--- Page text ---

Musings on manual type class desugaring

I recently wrote a short post explaining why manual type class desugaring was different to actually writing a type class because of how they are optimised. http://mpickering.github.io/posts/2018-03-20-recordsvstypeclasses.html

I implement 4 different equivalent programs which are all optimised differently. I paste the whole file below as it is not very big.

Implementation 1 is in terms of a type class. Implementation 2 is in terms of explicit dictionary passing. Implementation 3 wraps a dictionary in a type class Implementation 4 wraps a dictionary in a type class with an additional dummy argument.

Naively, a user would expect all 4 implementations to be as fast as each other.

{-# LANGUAGE NoImplicitPrelude #-}
{-# LANGUAGE AllowAmbiguousTypes #-}
module Prop where

import Prelude (Bool(..), (||), (&&))

-- Implementation 1

class Prop r where
  or :: r -> r -> r
  and :: r -> r -> r
  true :: r
  false :: r

instance Prop Bool where
  or = (||)
  and = (&&)
  true = True
  false = False

-- Implementation 2

data PropDict r = PropDict {
  dor :: r -> r -> r
  , dand :: r -> r -> r
  , dtrue :: r
  , dfalse :: r
  }

boolDict = PropDict {
  dor = (||)
  , dand = (&&)
  , dtrue = True
  , dfalse = False }

-- Implementation 3

class PropProxy r where
  propDict :: PropDict r

instance PropProxy Bool where
  propDict = boolDict

-- Implementation 4

class PropProxy2 r where
  propDict2 :: PropDict r
  dummy :: ()

instance PropProxy2 Bool where
  propDict2 = boolDict
  dummy = ()

--- Provided data ---

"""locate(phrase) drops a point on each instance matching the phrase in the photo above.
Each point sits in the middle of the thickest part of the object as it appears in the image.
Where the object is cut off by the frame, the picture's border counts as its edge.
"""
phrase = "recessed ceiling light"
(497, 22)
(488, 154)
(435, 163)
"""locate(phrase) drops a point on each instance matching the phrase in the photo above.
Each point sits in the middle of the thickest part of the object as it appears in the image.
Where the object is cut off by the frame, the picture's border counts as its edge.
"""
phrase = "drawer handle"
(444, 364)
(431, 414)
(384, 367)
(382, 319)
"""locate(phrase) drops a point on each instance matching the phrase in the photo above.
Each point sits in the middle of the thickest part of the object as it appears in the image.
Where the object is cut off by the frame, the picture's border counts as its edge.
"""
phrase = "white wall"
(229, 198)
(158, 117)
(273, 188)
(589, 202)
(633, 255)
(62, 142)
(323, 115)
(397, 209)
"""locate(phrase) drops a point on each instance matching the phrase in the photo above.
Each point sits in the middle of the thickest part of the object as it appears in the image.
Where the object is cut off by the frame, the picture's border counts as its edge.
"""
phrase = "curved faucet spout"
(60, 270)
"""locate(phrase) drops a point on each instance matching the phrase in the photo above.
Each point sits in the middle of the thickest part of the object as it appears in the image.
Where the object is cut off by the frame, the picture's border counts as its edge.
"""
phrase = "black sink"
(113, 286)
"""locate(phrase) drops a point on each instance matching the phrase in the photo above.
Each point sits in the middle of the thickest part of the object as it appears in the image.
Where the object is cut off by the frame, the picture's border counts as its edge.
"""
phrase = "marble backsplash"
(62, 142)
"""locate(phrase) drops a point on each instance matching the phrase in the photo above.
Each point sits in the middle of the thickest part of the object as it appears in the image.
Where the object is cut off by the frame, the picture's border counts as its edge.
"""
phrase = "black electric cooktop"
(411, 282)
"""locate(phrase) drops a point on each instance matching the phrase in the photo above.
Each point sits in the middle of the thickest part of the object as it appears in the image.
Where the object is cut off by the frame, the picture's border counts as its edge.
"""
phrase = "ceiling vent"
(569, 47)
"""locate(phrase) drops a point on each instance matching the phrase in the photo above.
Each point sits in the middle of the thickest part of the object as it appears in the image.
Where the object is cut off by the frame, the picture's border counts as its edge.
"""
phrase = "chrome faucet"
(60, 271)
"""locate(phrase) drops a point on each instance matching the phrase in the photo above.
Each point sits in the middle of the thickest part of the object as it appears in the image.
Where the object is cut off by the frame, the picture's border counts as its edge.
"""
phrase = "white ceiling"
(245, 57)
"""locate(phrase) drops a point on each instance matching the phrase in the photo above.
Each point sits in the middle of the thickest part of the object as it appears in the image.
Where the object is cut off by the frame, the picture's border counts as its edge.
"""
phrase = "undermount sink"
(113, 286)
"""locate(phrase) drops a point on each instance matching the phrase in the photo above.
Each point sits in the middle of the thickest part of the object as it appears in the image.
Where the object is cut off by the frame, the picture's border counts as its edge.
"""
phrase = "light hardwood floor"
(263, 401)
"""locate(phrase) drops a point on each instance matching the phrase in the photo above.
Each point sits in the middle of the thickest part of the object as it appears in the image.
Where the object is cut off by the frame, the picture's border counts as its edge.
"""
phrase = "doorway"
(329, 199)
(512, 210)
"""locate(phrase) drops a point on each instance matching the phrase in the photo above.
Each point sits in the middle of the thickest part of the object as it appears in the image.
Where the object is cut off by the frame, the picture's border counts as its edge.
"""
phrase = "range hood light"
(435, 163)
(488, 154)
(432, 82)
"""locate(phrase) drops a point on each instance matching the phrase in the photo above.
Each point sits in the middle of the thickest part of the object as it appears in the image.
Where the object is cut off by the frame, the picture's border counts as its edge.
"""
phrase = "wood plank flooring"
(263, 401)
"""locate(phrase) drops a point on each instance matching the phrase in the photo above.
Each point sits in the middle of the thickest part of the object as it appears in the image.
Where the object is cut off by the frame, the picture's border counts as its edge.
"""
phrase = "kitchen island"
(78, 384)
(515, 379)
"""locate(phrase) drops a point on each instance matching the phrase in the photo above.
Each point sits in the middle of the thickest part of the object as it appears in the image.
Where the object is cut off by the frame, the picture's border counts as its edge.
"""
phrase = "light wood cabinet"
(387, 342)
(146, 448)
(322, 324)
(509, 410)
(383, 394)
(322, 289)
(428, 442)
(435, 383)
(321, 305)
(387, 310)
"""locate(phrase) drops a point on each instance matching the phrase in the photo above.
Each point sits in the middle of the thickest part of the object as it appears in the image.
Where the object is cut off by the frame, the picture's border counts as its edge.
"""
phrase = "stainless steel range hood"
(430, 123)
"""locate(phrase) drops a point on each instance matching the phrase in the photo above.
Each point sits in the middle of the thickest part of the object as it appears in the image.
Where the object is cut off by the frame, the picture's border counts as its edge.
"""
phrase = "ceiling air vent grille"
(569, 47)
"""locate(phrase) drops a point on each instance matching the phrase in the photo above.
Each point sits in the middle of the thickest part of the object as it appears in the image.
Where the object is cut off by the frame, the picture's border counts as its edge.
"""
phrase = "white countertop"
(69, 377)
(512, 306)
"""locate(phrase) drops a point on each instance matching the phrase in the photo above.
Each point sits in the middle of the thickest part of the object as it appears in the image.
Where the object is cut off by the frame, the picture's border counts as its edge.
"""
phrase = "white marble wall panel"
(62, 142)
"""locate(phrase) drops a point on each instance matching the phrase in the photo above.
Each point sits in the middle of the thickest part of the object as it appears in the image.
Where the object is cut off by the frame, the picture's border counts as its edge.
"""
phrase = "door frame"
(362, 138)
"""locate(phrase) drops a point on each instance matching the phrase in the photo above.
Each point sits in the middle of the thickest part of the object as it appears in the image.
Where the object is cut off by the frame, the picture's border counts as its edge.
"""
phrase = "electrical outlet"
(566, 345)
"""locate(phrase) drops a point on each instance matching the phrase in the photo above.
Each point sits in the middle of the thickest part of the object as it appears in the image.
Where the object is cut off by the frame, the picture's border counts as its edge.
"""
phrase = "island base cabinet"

---

Written request 1 — In the post on manual type class desugaring, what does Implementation 4 add when it wraps a dictionary in a type class?
Written request 2 — Write the next part of the post on manual type class desugaring, picking up right after its last line.
The material above comes from a separate source.

Response 1 — An additional dummy argument.

Response 2 —
ors :: Prop r => [r] -> r
ors [] = true
ors (o:os) = o `or` ors os
{-# INLINABLE ors #-}

dors :: PropDict r -> [r] -> r
dors pd [] = dtrue pd
dors pd (o:os) = dor pd o (dors pd os)

pors :: PropProxy r => [r] -> r
pors [] = dtrue propDict
pors (o:os) = dor propDict o (pors os)
{-# INLINABLE pors #-}

porsProxy :: PropProxy2 r => [r] -> r
porsProxy [] = dtrue propDict2
porsProxy (o:os) = dor propDict2 o (porsProxy os)
{-# INLINABLE porsProxy #-}

Then using the 4 different implementations of ors in another module implementations 1 and 4 are fast whilst 2 and 3 are slow.

https://github.com/mpickering/rtcwrao-benchmarks/blob/master/Prop2.hs

benchmarking tc/Implementation 1
time                 3.510 ms   (3.509 ms .. 3.512 ms)
                     1.000 R²   (1.000 R² .. 1.000 R²)
mean                 2.976 ms   (2.886 ms .. 3.060 ms)
std dev              241.1 μs   (195.4 μs .. 293.1 μs)
variance introduced by outliers: 51% (severely inflated)

benchmarking tc/Implementation 2
time                 25.05 ms   (21.16 ms .. 30.43 ms)
                     0.912 R²   (0.849 R² .. 0.984 R²)
mean                 19.18 ms   (16.20 ms .. 21.45 ms)
std dev              5.627 ms   (4.710 ms .. 6.618 ms)
variance introduced by outliers: 89% (severely inflated)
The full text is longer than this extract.